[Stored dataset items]
+===+

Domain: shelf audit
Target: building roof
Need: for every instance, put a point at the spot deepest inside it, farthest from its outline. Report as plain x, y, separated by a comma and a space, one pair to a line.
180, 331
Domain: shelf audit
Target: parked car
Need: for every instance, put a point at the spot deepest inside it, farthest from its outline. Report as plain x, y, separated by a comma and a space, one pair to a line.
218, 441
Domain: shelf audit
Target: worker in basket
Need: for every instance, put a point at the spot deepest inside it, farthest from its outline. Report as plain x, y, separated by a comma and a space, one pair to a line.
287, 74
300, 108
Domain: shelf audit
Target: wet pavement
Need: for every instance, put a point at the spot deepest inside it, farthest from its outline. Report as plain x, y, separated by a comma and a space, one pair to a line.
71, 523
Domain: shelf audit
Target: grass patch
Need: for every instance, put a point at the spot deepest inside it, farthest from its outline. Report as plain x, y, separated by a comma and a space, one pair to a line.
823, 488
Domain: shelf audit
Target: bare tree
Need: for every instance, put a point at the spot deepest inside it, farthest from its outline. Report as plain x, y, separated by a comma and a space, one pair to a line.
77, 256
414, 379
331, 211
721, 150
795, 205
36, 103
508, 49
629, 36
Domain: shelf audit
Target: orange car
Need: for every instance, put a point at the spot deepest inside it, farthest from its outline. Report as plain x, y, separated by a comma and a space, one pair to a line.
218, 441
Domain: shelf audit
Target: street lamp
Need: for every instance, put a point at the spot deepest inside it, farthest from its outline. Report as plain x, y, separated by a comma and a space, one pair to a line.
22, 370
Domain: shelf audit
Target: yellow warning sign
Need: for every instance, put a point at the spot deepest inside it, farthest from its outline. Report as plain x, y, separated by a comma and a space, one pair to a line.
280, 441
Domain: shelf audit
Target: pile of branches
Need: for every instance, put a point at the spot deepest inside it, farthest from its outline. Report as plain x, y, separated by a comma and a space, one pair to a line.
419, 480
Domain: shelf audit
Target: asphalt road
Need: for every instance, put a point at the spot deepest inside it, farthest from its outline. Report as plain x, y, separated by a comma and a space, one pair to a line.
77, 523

+===+

== Work order ==
This task calls for every entry above to be transcribed exactly.

== Task result ==
Domain: shelf audit
Target: building roof
Need: for every instance, put a point at the spot deepest inside it, farthest from its outline. Report as plain x, y, separated by a comma and a space, one pair to a line.
180, 331
Domain: shelf audit
Target: parked car
Need: for every instance, put a point at the spot deepest inside it, farthest from its outline. Report as plain x, y, separated by a comma and a space, one pair to a line.
218, 441
Domain: shelf audit
Target: worker in basket
Need: for every instance, put a point at the spot deepest inside it, farthest from its outline. Report as plain x, y, separated by a comma and a space, one pair to a line.
287, 74
300, 108
Domain: shelf audit
Target: wet pavement
Need: for every instance, put a point at the spot deepest inside it, farthest from its outline. Report as plain x, y, separated by a comma and a space, one pair to a line.
71, 523
Domain: shelf audit
Target: grass patch
Need: for every instance, put a point at the spot deepest inside it, farthest from its outline. Report as plain x, y, separated by a comma and a space, one pair to a line.
823, 488
Domain: shelf audit
Target: bare tree
Need: for every instance, put a point at the spot deepest inside it, farthest from its outline. Report as plain x, y, separated by a comma and a space, one pair to a line.
77, 256
414, 379
331, 211
721, 150
795, 205
36, 103
508, 49
629, 36
Domain: shelf audit
Target: orange car
Need: for every instance, put a point at the spot deepest inside it, farthest from its outline. Report as plain x, y, separated by a comma and a space, one pair to a line.
218, 441
Domain: shelf audit
Target: street lamp
Need: for every instance, put a point at the spot deepest inside it, farthest from its outline. Report as plain x, y, separated by a comma and a space, one pair to a line.
22, 370
Domain: shelf audit
Target: yellow warning sign
Need: for every instance, put a point at the spot deepest inside it, farthest from its outline. Report as plain x, y, separated by a comma and a space, one pair to a line.
280, 441
Domain: shelf audit
Target: pile of branches
Need: for every instance, put a point at the spot deepest inside it, farthest from its outline. Report as plain x, y, separated by a comma and a space, one pair to a line.
419, 480
Domain: shelf audit
Target: asphalt road
Need: for every instance, put a point at the spot deepest inside it, farthest from its outline. Report as plain x, y, separated by a comma and a space, one pair to a line.
77, 523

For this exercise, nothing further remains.